ASSIGNMENT:
Every line of the records below should be restated exactly.
--- MATERIAL FOR THIS TASK Enclosed Below ---
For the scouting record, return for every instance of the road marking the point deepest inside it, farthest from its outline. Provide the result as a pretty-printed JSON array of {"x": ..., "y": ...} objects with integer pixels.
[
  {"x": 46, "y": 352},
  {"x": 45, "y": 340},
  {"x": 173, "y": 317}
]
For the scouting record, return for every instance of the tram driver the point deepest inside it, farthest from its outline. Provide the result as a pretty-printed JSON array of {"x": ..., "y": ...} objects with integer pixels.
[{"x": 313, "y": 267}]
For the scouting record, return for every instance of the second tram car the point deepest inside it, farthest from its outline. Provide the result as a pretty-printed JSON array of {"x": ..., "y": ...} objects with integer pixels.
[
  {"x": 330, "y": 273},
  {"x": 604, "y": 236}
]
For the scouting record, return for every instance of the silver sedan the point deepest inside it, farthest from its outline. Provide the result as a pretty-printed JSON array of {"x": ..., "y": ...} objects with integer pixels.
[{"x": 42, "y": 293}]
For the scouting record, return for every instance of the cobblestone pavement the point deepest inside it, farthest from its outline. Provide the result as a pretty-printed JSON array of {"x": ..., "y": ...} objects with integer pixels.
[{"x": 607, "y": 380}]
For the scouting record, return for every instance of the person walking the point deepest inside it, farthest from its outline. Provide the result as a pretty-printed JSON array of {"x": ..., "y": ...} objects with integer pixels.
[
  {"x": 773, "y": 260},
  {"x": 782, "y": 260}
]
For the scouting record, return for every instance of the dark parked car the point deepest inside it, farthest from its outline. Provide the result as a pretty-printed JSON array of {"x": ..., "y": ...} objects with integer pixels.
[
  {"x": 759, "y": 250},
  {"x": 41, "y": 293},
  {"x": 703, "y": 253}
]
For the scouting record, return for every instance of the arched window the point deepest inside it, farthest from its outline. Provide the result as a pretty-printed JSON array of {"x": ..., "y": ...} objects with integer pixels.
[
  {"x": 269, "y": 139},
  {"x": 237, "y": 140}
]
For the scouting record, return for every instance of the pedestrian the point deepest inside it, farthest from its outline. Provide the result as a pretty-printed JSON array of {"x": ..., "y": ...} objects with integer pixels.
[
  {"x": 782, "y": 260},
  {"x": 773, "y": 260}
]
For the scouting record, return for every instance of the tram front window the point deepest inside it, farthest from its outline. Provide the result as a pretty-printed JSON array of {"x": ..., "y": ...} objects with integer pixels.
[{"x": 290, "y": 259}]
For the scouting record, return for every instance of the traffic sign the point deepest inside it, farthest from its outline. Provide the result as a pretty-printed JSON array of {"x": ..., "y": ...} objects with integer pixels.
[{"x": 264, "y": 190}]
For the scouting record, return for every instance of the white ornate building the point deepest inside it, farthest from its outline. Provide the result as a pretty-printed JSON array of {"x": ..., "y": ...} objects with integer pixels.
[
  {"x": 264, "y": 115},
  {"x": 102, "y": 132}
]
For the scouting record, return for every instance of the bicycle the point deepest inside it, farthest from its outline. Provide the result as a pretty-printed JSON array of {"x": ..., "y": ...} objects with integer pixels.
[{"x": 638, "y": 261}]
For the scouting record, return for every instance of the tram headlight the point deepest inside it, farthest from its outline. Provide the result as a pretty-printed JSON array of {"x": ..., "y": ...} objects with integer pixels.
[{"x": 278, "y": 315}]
--- End of Enclosed MATERIAL FOR THIS TASK ---
WRITTEN RESPONSE:
For the scouting record, return for every instance of the road marking the point deepest inside it, farthest from its outline. Provide the result as a pretty-printed JSON array of {"x": ..., "y": ...} objects with integer pixels.
[
  {"x": 46, "y": 352},
  {"x": 45, "y": 340},
  {"x": 173, "y": 317}
]
For the scouting record, return for every instance of the tram driver the point deepest inside it, farthest from its outline. Provide the result as a pretty-printed JSON array of {"x": ..., "y": ...} objects with integer pixels.
[{"x": 313, "y": 267}]
For the scouting record, return for every instance of the second tram car the point deepest inside it, farthest from its outline. Provide the result as a pretty-printed JSON array of {"x": ..., "y": ...} objects with integer pixels.
[
  {"x": 330, "y": 273},
  {"x": 604, "y": 236}
]
For the scouting record, return for every instance of the silver sedan the point deepest inside it, farthest from its outline. Provide the result as a pretty-printed JSON array of {"x": ..., "y": ...} objects with integer pixels.
[{"x": 42, "y": 293}]
For the scouting record, return for every instance of the cobblestone pavement the point deepest inside it, farthest from its outline. Provide the result as a pretty-printed JSON array of {"x": ..., "y": ...} objects with integer pixels.
[{"x": 607, "y": 380}]
For the scouting record, return for every instance of the person walking the point deepest inside it, farthest from its outline. Provide the result as a pretty-printed JSON array of {"x": ..., "y": ...} objects with integer pixels.
[
  {"x": 773, "y": 260},
  {"x": 782, "y": 260}
]
For the scouting record, return for every instance of the dark parked car the point deepest inside it, farthest from its outline. Provide the result as a pretty-printed JSON array of {"x": ..., "y": ...} objects with integer pixels.
[
  {"x": 759, "y": 250},
  {"x": 41, "y": 293},
  {"x": 703, "y": 253}
]
For the scouting record, return for every instance of the arched window the point deepest inside it, farthest from its outline. Provide the result as a pretty-printed JSON array of {"x": ..., "y": ...} objects with integer pixels.
[
  {"x": 269, "y": 139},
  {"x": 237, "y": 140}
]
For the scouting record, return for every instance of the pedestrian the point deepest inside it, farthest from its outline. Provide the result as a pretty-printed JSON array of {"x": ..., "y": ...} objects with integer pixels.
[
  {"x": 782, "y": 260},
  {"x": 773, "y": 260}
]
For the scouting record, return for every instance of the tram front window the point deepest inside it, farthest from its outline. Provide the result as a pretty-printed JSON array of {"x": ..., "y": ...} objects with integer pixels.
[{"x": 290, "y": 259}]
For the scouting record, return for every instance of the traffic sign the point deepest inside it, farthest from its outline. Provide the result as a pretty-printed JSON array of {"x": ..., "y": ...} objects with integer pixels.
[{"x": 264, "y": 190}]
For the scouting record, return for every instance of the white ornate building the point deepest inside it, farthest from its outline. Provide the result as a pretty-printed JSON array of {"x": ..., "y": ...} objects with integer pixels.
[
  {"x": 264, "y": 115},
  {"x": 102, "y": 132}
]
For the scouting record, return for every instance of the bicycle the point deepest inside it, farthest from its outline. Provide the result as a pretty-printed JSON array of {"x": ..., "y": ...} objects with integer pixels.
[{"x": 638, "y": 261}]
For the scouting record, return for every instance of the tram headlight the point deepest inside it, farthest from its outline. Provide the result as a pretty-printed JSON array of {"x": ..., "y": ...} objects with integer pixels.
[{"x": 278, "y": 315}]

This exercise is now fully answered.